In this exercise, print only the lines from the line with "Could you point out the engine" to the last line of the data below, inclusive. Any pictures should be left out.

-*-*-

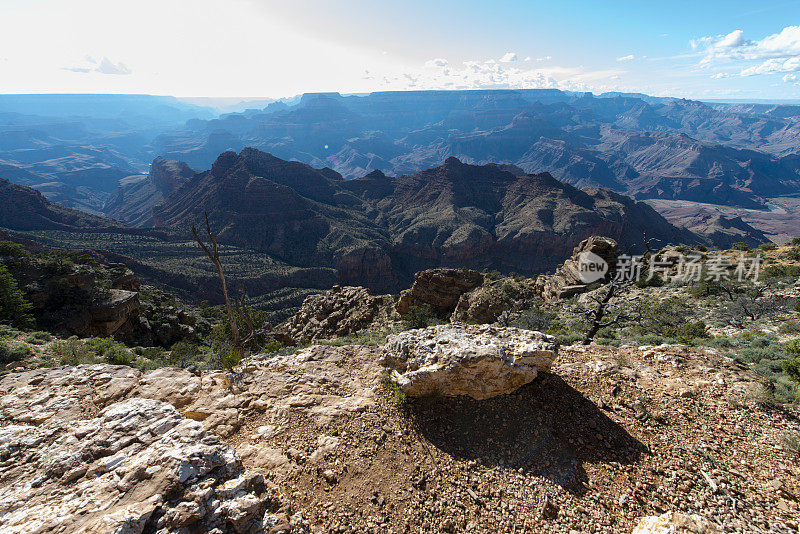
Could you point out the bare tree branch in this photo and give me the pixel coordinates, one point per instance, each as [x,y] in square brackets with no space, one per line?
[214,257]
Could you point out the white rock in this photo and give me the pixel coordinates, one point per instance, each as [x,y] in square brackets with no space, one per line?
[456,359]
[675,523]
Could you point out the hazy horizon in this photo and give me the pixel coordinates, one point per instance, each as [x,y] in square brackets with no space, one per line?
[274,49]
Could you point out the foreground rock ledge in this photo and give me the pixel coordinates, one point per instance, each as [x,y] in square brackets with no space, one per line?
[456,359]
[138,466]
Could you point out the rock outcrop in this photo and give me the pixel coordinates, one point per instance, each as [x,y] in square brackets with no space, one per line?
[569,279]
[136,466]
[478,361]
[339,312]
[609,436]
[439,290]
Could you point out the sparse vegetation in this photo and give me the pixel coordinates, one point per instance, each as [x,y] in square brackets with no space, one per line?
[14,307]
[420,317]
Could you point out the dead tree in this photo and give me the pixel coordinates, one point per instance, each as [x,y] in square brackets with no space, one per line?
[604,310]
[245,314]
[214,257]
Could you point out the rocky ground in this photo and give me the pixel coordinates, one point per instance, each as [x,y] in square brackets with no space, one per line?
[606,437]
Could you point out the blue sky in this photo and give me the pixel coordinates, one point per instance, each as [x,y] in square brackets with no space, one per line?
[726,50]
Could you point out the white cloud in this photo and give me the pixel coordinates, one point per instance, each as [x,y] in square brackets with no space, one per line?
[784,44]
[493,74]
[104,66]
[508,57]
[773,66]
[438,62]
[776,53]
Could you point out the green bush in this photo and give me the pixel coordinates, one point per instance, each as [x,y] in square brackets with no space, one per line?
[9,354]
[780,271]
[229,357]
[14,307]
[38,338]
[688,332]
[74,351]
[789,327]
[183,354]
[654,281]
[15,250]
[537,319]
[663,317]
[419,317]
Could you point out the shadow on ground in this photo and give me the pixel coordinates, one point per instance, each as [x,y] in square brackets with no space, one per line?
[547,428]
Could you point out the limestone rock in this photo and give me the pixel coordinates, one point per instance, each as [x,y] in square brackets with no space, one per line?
[339,312]
[478,361]
[137,466]
[439,289]
[675,523]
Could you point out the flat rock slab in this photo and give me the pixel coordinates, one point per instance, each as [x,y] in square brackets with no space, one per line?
[480,361]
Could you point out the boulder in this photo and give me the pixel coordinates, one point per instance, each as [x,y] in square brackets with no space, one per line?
[137,466]
[339,312]
[675,523]
[456,359]
[569,279]
[439,289]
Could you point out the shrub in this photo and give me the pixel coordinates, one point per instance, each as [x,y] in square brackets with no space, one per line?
[14,307]
[396,394]
[229,357]
[15,250]
[419,317]
[38,338]
[654,281]
[9,354]
[73,351]
[688,332]
[780,271]
[789,327]
[663,317]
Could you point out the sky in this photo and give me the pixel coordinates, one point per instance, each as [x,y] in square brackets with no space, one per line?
[263,48]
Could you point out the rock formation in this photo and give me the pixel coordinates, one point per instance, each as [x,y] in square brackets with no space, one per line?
[568,279]
[675,523]
[439,290]
[609,435]
[478,361]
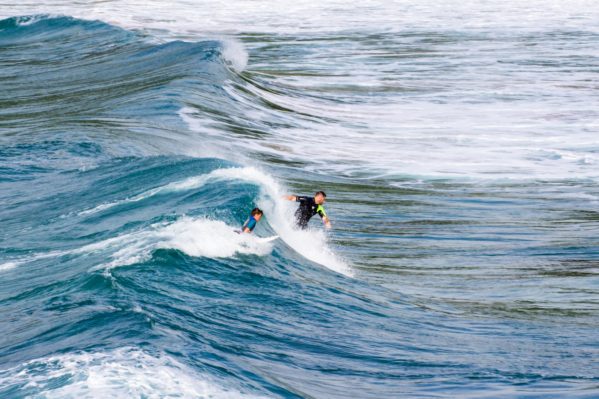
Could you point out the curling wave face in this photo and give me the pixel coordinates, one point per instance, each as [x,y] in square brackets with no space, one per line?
[460,167]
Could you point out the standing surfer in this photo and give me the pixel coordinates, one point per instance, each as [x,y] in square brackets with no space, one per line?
[251,222]
[308,207]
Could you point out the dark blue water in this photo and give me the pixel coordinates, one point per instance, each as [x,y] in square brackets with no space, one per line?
[120,273]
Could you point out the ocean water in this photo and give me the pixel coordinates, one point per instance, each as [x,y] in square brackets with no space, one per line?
[458,144]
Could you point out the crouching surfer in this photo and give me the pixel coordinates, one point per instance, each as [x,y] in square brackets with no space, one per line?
[251,222]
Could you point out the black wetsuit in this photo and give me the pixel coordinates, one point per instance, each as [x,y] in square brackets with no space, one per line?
[308,208]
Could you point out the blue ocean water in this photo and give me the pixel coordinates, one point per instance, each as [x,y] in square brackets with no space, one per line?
[464,257]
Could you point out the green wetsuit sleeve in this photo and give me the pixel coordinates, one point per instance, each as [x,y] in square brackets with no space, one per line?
[320,211]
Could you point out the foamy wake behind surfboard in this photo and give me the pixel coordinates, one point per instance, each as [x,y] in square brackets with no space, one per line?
[266,239]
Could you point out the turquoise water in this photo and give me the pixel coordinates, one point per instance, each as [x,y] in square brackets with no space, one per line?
[464,257]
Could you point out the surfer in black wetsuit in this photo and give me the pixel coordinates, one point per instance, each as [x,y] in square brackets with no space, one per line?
[309,207]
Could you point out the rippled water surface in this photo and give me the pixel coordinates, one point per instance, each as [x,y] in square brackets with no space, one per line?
[458,146]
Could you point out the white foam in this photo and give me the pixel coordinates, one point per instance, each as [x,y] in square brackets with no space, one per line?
[194,236]
[235,54]
[8,266]
[124,372]
[311,244]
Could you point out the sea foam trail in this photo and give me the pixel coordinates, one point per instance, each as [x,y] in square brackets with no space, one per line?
[190,235]
[124,372]
[279,213]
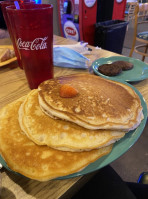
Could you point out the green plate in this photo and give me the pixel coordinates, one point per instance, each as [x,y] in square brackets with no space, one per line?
[137,73]
[119,147]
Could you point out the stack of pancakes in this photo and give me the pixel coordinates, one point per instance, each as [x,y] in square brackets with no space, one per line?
[44,135]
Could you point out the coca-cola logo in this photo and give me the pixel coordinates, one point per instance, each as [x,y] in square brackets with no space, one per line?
[70,31]
[36,44]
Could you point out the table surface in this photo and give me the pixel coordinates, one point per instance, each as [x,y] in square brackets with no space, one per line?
[13,85]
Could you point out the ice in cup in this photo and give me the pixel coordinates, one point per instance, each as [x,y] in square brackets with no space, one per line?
[3,5]
[32,27]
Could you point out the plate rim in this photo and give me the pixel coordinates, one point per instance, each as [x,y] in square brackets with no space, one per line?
[115,78]
[84,171]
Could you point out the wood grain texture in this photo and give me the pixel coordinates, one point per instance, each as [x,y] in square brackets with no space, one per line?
[13,85]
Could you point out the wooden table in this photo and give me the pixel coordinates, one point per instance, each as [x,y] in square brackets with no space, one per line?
[13,85]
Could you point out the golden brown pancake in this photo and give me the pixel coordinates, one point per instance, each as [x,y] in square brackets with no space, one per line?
[60,134]
[33,161]
[99,104]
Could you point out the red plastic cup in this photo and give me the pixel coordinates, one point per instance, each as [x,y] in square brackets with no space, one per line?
[4,4]
[32,27]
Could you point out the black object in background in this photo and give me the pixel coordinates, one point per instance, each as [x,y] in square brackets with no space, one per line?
[110,35]
[104,10]
[2,21]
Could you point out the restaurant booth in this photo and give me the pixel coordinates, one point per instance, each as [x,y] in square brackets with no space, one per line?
[77,18]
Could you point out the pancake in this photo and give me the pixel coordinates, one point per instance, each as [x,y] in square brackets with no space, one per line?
[33,161]
[60,134]
[99,104]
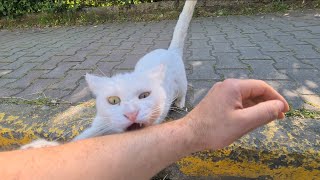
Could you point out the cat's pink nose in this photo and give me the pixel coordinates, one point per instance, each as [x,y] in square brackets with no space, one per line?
[132,116]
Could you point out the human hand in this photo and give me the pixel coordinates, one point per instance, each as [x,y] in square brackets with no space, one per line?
[231,109]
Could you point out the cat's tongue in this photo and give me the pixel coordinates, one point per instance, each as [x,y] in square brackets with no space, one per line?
[135,126]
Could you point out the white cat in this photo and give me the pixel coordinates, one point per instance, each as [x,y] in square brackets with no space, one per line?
[143,97]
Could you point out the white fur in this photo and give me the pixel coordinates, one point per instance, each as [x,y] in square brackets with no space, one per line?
[160,72]
[39,143]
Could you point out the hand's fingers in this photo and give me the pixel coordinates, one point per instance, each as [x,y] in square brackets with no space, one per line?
[256,88]
[260,114]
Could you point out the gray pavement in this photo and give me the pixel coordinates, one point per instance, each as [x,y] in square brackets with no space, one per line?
[282,50]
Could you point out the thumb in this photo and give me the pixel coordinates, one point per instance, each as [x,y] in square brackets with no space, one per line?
[262,113]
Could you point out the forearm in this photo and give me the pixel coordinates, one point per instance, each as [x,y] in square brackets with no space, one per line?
[135,155]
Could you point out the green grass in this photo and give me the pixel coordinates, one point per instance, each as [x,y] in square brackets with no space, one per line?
[38,101]
[72,18]
[303,113]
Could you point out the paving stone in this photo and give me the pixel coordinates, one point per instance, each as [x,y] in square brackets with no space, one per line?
[270,46]
[56,93]
[288,40]
[160,45]
[254,53]
[138,49]
[5,72]
[199,90]
[218,38]
[3,81]
[312,62]
[222,47]
[21,71]
[201,36]
[305,51]
[81,94]
[259,37]
[201,54]
[16,64]
[70,81]
[6,92]
[60,70]
[314,100]
[228,60]
[126,45]
[281,50]
[89,63]
[286,60]
[308,80]
[115,56]
[36,89]
[26,80]
[242,42]
[130,61]
[234,73]
[315,42]
[263,69]
[52,62]
[69,52]
[203,70]
[196,43]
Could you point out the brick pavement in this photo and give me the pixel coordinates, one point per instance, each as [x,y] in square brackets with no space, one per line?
[282,50]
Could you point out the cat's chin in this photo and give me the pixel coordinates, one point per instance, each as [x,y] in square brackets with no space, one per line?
[135,126]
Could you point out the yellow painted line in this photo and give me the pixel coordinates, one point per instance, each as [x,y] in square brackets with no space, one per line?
[196,166]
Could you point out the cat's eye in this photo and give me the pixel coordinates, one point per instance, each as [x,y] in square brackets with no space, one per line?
[114,100]
[144,95]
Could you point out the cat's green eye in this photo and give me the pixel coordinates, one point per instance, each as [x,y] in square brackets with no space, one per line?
[144,95]
[114,100]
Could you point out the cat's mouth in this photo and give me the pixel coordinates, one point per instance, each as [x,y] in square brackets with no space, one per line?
[135,126]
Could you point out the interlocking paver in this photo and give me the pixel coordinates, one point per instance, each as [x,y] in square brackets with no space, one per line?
[229,61]
[60,70]
[26,80]
[17,73]
[284,51]
[263,69]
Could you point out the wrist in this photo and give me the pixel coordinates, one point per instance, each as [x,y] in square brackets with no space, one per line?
[195,139]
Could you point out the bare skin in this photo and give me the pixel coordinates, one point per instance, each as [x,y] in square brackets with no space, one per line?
[231,109]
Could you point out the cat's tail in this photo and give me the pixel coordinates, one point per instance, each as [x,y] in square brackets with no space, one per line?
[181,29]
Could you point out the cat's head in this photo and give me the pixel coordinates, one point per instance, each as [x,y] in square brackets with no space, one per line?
[128,101]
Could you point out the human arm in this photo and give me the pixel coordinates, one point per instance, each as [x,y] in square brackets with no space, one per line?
[229,110]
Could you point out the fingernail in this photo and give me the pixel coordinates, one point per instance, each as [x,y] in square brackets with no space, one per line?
[280,105]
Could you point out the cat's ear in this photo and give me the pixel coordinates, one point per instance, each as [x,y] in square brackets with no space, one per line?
[94,82]
[158,73]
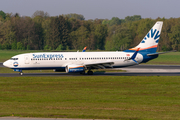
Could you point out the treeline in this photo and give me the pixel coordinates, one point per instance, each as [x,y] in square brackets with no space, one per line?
[72,31]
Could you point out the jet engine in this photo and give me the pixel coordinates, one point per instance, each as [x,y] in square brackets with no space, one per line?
[75,69]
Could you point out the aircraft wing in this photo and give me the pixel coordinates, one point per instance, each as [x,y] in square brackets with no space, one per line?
[160,53]
[100,65]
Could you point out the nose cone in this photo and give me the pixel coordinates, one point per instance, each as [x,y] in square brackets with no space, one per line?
[6,63]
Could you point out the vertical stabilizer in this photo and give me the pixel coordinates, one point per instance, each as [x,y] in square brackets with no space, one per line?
[150,42]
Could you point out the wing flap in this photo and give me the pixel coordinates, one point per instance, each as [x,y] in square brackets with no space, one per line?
[101,65]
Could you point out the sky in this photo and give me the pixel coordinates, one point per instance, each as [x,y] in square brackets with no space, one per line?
[92,9]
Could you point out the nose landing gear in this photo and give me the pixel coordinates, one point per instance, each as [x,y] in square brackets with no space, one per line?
[21,73]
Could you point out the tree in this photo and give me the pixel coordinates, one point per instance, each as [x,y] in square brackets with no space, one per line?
[40,14]
[59,32]
[75,16]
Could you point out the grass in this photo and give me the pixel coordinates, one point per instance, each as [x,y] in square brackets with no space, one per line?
[116,97]
[172,58]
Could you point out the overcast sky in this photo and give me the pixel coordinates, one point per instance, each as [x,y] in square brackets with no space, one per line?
[92,9]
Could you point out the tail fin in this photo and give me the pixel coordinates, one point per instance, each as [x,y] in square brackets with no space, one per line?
[84,49]
[150,42]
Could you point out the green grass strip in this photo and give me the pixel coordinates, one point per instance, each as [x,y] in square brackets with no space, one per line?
[116,97]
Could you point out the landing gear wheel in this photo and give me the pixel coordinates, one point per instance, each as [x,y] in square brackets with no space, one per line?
[83,73]
[90,72]
[21,73]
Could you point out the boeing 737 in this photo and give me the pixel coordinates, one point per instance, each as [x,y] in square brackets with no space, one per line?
[79,62]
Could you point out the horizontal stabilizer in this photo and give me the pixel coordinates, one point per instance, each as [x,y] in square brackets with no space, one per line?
[160,53]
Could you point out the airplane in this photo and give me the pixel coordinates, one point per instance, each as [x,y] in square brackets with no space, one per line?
[79,62]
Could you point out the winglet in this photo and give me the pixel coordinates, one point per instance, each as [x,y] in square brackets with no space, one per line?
[84,49]
[134,56]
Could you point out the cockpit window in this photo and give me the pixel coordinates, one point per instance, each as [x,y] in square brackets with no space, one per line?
[14,59]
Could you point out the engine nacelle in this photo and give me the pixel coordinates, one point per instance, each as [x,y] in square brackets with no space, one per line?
[74,69]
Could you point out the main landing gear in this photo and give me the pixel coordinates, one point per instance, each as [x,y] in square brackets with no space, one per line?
[90,72]
[21,73]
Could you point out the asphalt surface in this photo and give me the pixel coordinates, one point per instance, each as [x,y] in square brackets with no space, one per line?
[145,66]
[22,118]
[137,70]
[95,74]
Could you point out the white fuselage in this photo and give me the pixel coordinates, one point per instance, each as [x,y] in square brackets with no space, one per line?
[55,60]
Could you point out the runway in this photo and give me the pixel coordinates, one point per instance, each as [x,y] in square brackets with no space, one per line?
[95,74]
[137,70]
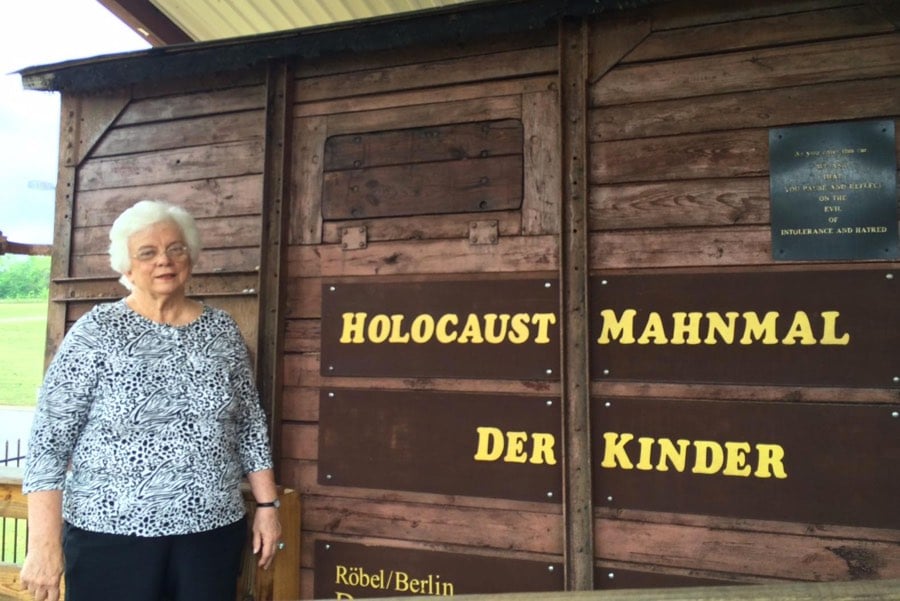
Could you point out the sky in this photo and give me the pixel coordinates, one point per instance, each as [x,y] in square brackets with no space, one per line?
[41,32]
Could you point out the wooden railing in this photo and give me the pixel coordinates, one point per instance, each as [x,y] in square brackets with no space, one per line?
[281,582]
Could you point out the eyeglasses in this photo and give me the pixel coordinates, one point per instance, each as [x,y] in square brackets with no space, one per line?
[174,252]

-*-*-

* THE COMPLETED TASK
Could you point out the engine nacelle in this photo and give me the pixel coordinates, one point per instance, each as [x,y] in square brackets with no space, one per line?
[74,69]
Could you point out the main landing gear in this photo and give me the pixel coordinates, one point per instance, each as [x,y] in square brackets with no space, one per line?
[90,72]
[21,73]
Could you point out the asphalt surface in this photo and give me the pixel coordinates, one point per instance, each as [x,y] in square brackets with no space, one per line?
[145,66]
[22,118]
[137,70]
[95,74]
Could you point out the white fuselage in this photo and give me the pixel coordinates, one point per instance, each as [x,y] in square brackets with no space, one per line?
[55,60]
Could you point out the runway in this photo and give me the pixel coordinates, one point per instance, each as [x,y] in square brackets with no space, one per line?
[95,74]
[137,70]
Could you point out the sky in this photo and give me the pixel coordinates, one point per instance, each as [x,y] in square brackets with no space, one per line?
[41,32]
Could you point out the wooden railing in this photo and give me the pixel coordinates, one point per instance, each as [x,y] in square brackets with no space, one per line?
[281,582]
Could you point out the eyeglasses in this photo and give me the pixel coordinates, one point per instance, each as [x,y] in square brackets with no space, one per line?
[174,252]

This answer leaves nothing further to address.